**INSTRUCCIÓN ESCRITA 1**: Localiza en los registros cada línea que contenga la palabra "collar" y cópiala tal cual.
─── EXTRACTO PROPORCIONADO
Björk, en la Red Bull Music Academy, celebrada el pasado octubre en Montreal.
Björk, en la Red Bull Music Academy, celebrada el pasado octubre en Montreal. Santiago Felipe (Red Bull Content Pool)
Iker Seisdedos

B JÖRK es de esa rara clase de personas a las que les sienta bien una buena resaca. O tal vez sea Montreal a finales de octubre lo que la pone de buen humor. La cantante de pop más famosa de Islandia está sentada en el improvisado camerino de un centro cultural de la ciudad ante un cesto de fruta, tanta agua como para una semana y algo más bien pardusco que ella llama café. Lleva en la ciudad canadiense dos días –“¡frenéticos!”, exclama–, tiempo suficiente para pinchar dos noches seguidas, inaugurar una exposición de sus vídeos en realidad virtual, dar una charla para aspirantes a estrellas del techno y dejarse lo mejor para el final: un pequeño muestrario de la prensa internacional, cuyo interés por ella permanece intacto 23 años después de que el mundo la descubriese como una intérprete en solitario, capaz de conjugar vanguardia y listas de éxitos en la misma frase.
──────
─── DATOS DE LA TAREA
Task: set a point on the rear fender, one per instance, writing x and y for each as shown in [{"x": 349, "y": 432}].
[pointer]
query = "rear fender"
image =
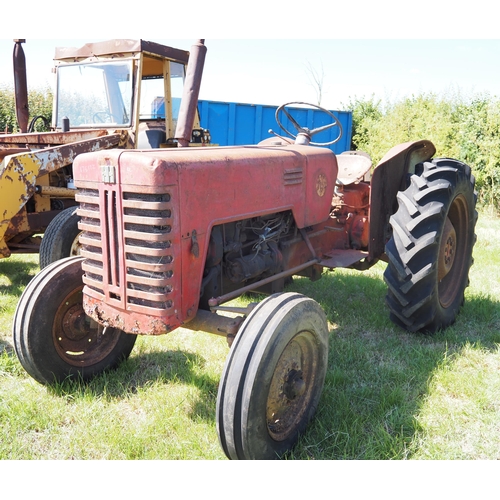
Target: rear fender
[{"x": 389, "y": 177}]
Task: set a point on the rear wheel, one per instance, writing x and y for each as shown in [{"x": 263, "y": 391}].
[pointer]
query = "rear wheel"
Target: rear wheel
[
  {"x": 53, "y": 337},
  {"x": 430, "y": 252},
  {"x": 273, "y": 377},
  {"x": 60, "y": 239}
]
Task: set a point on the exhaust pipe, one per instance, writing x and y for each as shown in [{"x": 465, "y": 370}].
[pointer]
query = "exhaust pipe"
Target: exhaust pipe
[
  {"x": 20, "y": 86},
  {"x": 190, "y": 94}
]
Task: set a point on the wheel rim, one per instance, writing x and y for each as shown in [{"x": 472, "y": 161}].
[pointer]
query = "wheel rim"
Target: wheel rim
[
  {"x": 79, "y": 340},
  {"x": 452, "y": 251},
  {"x": 292, "y": 386}
]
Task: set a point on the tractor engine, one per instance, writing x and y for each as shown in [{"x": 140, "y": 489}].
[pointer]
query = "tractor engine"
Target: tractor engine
[
  {"x": 350, "y": 210},
  {"x": 242, "y": 252}
]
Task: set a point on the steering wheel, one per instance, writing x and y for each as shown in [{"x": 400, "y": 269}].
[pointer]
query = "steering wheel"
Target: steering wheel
[{"x": 304, "y": 131}]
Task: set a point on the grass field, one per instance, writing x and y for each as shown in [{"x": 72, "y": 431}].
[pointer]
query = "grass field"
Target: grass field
[{"x": 389, "y": 394}]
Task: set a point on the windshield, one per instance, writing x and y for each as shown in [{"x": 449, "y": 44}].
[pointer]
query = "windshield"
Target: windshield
[{"x": 95, "y": 94}]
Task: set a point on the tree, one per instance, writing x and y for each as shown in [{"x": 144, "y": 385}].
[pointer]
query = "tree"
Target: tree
[{"x": 316, "y": 79}]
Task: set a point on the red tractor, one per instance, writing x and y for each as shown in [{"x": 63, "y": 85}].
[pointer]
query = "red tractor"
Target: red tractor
[{"x": 169, "y": 236}]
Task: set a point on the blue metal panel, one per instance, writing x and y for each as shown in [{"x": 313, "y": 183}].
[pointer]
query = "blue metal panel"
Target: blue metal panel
[{"x": 236, "y": 124}]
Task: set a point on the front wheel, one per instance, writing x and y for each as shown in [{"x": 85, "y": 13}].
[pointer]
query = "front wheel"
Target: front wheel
[
  {"x": 430, "y": 251},
  {"x": 53, "y": 337},
  {"x": 60, "y": 239},
  {"x": 273, "y": 377}
]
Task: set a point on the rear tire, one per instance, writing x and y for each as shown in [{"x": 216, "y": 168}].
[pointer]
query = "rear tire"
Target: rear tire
[
  {"x": 430, "y": 252},
  {"x": 53, "y": 337},
  {"x": 60, "y": 239},
  {"x": 273, "y": 378}
]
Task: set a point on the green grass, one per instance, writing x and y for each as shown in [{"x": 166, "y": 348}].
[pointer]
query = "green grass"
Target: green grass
[{"x": 388, "y": 395}]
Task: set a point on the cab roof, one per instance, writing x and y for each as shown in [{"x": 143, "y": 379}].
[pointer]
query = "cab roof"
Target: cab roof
[{"x": 122, "y": 47}]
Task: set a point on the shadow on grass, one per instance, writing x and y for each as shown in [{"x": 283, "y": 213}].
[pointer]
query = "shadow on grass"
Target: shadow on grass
[
  {"x": 143, "y": 371},
  {"x": 378, "y": 374},
  {"x": 19, "y": 274}
]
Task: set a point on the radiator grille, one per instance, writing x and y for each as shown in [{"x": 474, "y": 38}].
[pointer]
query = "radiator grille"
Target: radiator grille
[{"x": 127, "y": 245}]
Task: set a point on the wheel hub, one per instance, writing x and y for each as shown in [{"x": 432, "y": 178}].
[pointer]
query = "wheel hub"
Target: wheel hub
[
  {"x": 75, "y": 323},
  {"x": 291, "y": 386},
  {"x": 447, "y": 250},
  {"x": 294, "y": 386}
]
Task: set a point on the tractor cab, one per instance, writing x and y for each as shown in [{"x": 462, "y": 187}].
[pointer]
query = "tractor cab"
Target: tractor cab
[{"x": 131, "y": 85}]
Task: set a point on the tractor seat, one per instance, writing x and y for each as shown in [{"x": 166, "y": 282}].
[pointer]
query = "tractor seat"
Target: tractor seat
[{"x": 354, "y": 166}]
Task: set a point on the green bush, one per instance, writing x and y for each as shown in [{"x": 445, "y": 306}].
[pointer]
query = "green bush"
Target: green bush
[
  {"x": 39, "y": 103},
  {"x": 467, "y": 129}
]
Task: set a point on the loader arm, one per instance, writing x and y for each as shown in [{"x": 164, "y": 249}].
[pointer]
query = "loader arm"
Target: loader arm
[{"x": 19, "y": 173}]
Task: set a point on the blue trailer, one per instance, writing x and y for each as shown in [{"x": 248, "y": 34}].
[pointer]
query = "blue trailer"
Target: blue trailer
[
  {"x": 237, "y": 124},
  {"x": 233, "y": 123}
]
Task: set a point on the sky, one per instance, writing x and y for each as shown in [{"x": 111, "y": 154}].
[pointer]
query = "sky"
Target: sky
[
  {"x": 275, "y": 71},
  {"x": 265, "y": 52}
]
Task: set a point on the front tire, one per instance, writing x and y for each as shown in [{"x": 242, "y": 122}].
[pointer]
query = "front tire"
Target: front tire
[
  {"x": 430, "y": 251},
  {"x": 53, "y": 337},
  {"x": 60, "y": 239},
  {"x": 273, "y": 377}
]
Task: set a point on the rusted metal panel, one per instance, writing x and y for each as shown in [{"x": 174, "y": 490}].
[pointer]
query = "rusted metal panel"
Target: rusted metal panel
[
  {"x": 18, "y": 175},
  {"x": 208, "y": 186},
  {"x": 53, "y": 138}
]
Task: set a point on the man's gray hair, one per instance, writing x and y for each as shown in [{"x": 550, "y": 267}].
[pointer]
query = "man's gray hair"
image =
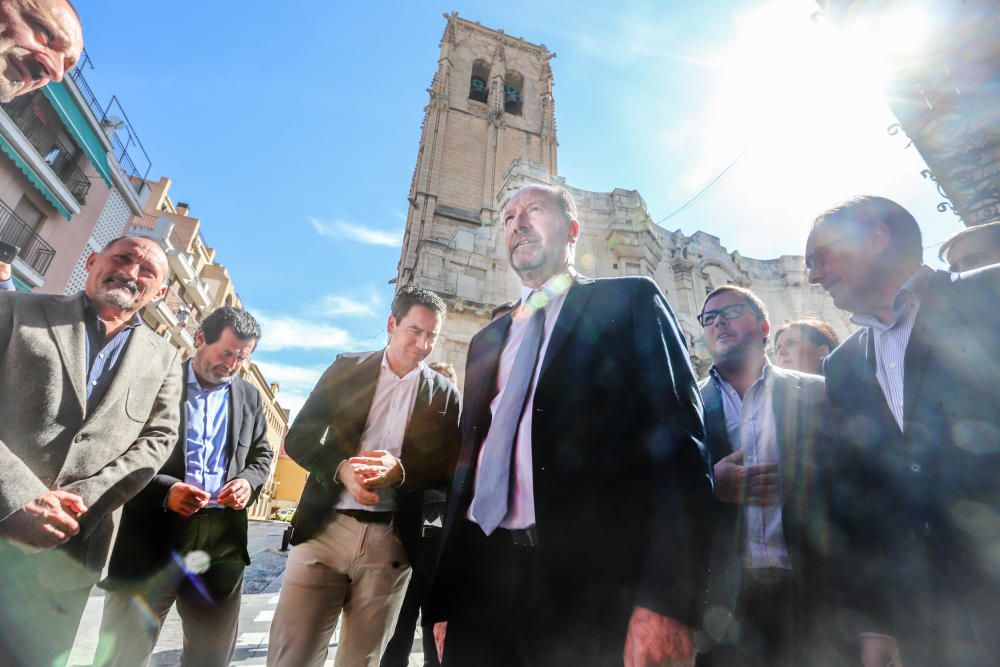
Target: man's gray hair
[{"x": 242, "y": 323}]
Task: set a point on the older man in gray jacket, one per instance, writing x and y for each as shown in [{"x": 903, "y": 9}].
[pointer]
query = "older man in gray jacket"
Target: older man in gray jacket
[{"x": 88, "y": 413}]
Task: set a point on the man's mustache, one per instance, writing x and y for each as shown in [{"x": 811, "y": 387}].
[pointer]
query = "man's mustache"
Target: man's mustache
[{"x": 128, "y": 284}]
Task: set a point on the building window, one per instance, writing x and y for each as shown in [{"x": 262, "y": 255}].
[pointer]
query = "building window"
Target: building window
[
  {"x": 477, "y": 85},
  {"x": 513, "y": 87}
]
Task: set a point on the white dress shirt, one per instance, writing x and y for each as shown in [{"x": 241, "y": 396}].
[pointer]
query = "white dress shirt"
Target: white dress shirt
[
  {"x": 521, "y": 510},
  {"x": 386, "y": 425},
  {"x": 751, "y": 426},
  {"x": 892, "y": 339}
]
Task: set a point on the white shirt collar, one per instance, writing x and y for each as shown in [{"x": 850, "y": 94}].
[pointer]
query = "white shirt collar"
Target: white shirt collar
[
  {"x": 554, "y": 287},
  {"x": 421, "y": 369}
]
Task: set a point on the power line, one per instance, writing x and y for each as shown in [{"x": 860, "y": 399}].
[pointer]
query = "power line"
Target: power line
[{"x": 708, "y": 187}]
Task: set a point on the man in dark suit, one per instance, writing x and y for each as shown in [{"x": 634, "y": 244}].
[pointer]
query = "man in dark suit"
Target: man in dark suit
[
  {"x": 88, "y": 415},
  {"x": 183, "y": 539},
  {"x": 378, "y": 429},
  {"x": 577, "y": 521},
  {"x": 763, "y": 424},
  {"x": 913, "y": 487}
]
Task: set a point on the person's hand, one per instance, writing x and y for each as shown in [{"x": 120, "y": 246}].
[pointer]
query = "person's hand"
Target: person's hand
[
  {"x": 235, "y": 494},
  {"x": 440, "y": 629},
  {"x": 353, "y": 481},
  {"x": 47, "y": 521},
  {"x": 751, "y": 485},
  {"x": 378, "y": 468},
  {"x": 186, "y": 499},
  {"x": 654, "y": 640},
  {"x": 879, "y": 651}
]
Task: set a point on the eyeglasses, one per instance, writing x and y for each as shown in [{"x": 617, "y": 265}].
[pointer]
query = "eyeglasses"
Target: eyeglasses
[
  {"x": 708, "y": 317},
  {"x": 817, "y": 260}
]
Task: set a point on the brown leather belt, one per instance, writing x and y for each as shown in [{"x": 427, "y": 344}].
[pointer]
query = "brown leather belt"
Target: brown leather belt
──────
**INSTRUCCIÓN ESCRITA 2**: Vuelve a escribir, sin alterar nada, todo lo que va en el texto sobre Björk desde "Iker Seisdedos" hasta "la misma frase.".

**SOLUCIÓN DEL EJERCICIO 1**:
Task: set a point on the white shirt collar, one per instance, writing x and y for each as shown in [{"x": 850, "y": 94}].
query = "white shirt collar"
Target: white shirt collar

**SOLUCIÓN DEL EJERCICIO 2**:
Iker Seisdedos

B JÖRK es de esa rara clase de personas a las que les sienta bien una buena resaca. O tal vez sea Montreal a finales de octubre lo que la pone de buen humor. La cantante de pop más famosa de Islandia está sentada en el improvisado camerino de un centro cultural de la ciudad ante un cesto de fruta, tanta agua como para una semana y algo más bien pardusco que ella llama café. Lleva en la ciudad canadiense dos días –“¡frenéticos!”, exclama–, tiempo suficiente para pinchar dos noches seguidas, inaugurar una exposición de sus vídeos en realidad virtual, dar una charla para aspirantes a estrellas del techno y dejarse lo mejor para el final: un pequeño muestrario de la prensa internacional, cuyo interés por ella permanece intacto 23 años después de que el mundo la descubriese como una intérprete en solitario, capaz de conjugar vanguardia y listas de éxitos en la misma frase.